Problem to work on: Reproduce every one of the following lines word for word.

━━━━

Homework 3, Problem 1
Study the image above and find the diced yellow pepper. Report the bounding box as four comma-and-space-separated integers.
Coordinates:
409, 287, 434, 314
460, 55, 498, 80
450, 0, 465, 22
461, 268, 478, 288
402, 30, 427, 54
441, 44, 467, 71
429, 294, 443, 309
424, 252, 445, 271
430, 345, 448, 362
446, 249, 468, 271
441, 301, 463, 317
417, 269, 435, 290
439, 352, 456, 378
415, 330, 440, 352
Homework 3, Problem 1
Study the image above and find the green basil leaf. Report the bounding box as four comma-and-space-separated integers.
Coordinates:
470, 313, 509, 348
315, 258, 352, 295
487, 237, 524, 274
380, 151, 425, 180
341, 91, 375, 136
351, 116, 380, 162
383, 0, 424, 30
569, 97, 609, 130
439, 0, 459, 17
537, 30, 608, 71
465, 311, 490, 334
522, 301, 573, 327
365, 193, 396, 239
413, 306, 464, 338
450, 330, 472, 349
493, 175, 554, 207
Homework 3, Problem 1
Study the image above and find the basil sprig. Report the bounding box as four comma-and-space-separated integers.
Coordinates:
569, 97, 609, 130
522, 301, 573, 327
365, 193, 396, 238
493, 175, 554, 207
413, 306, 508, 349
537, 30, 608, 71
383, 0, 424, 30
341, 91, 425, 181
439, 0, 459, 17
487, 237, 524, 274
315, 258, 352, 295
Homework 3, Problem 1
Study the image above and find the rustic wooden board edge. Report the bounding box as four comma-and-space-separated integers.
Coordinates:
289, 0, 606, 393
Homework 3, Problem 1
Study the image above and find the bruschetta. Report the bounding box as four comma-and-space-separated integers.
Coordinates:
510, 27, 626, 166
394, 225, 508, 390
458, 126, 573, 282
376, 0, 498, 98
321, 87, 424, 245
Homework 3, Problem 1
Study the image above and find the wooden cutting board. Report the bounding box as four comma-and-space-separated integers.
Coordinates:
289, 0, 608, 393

━━━━

Expected answer:
Homework 3, Problem 1
Study the image above and find the diced yellow pepper. Report the bounding box as four comma-and-space-separated integers.
Coordinates:
409, 287, 434, 314
460, 55, 498, 80
450, 0, 465, 22
461, 268, 478, 288
402, 30, 427, 54
441, 44, 467, 71
429, 294, 443, 309
424, 252, 445, 271
430, 345, 448, 362
446, 249, 468, 271
441, 301, 463, 317
417, 269, 435, 290
439, 352, 456, 378
415, 330, 440, 352
Homework 3, Problem 1
Study the image above and find the green basil leaf. Report the bounding box as four comma-and-space-separated integers.
Coordinates:
470, 313, 509, 348
315, 258, 352, 295
487, 237, 524, 274
380, 151, 425, 180
341, 91, 375, 136
351, 116, 380, 162
383, 0, 424, 30
569, 97, 609, 130
439, 0, 459, 17
537, 30, 608, 71
465, 311, 490, 334
522, 301, 573, 327
365, 193, 396, 239
413, 306, 464, 338
450, 330, 472, 349
493, 175, 554, 207
Homework 3, Problem 1
Study the image above and find the basil sprig. Report the bounding box as four comma-and-space-separated integers.
Coordinates:
569, 97, 609, 130
522, 301, 573, 327
365, 193, 396, 238
493, 175, 554, 207
413, 306, 508, 349
537, 30, 608, 71
383, 0, 424, 30
341, 91, 425, 181
439, 0, 459, 17
487, 237, 524, 274
315, 258, 352, 295
Homework 3, Problem 1
Study the image above and find the rustic wooden board edge. Report the bounding box as four comma-and-space-separated integers.
Coordinates:
289, 0, 606, 393
Homework 3, Problem 1
Study the image above and find the bruschetta. Report the bounding box as four comma-and-space-separated integers.
Coordinates:
510, 27, 626, 166
394, 225, 508, 390
458, 126, 573, 282
376, 0, 498, 98
321, 87, 424, 245
Homework 3, Problem 1
Study the image above and find the wooden cutting board. Report the bounding box as four comma-and-space-separated integers.
Coordinates:
289, 0, 608, 393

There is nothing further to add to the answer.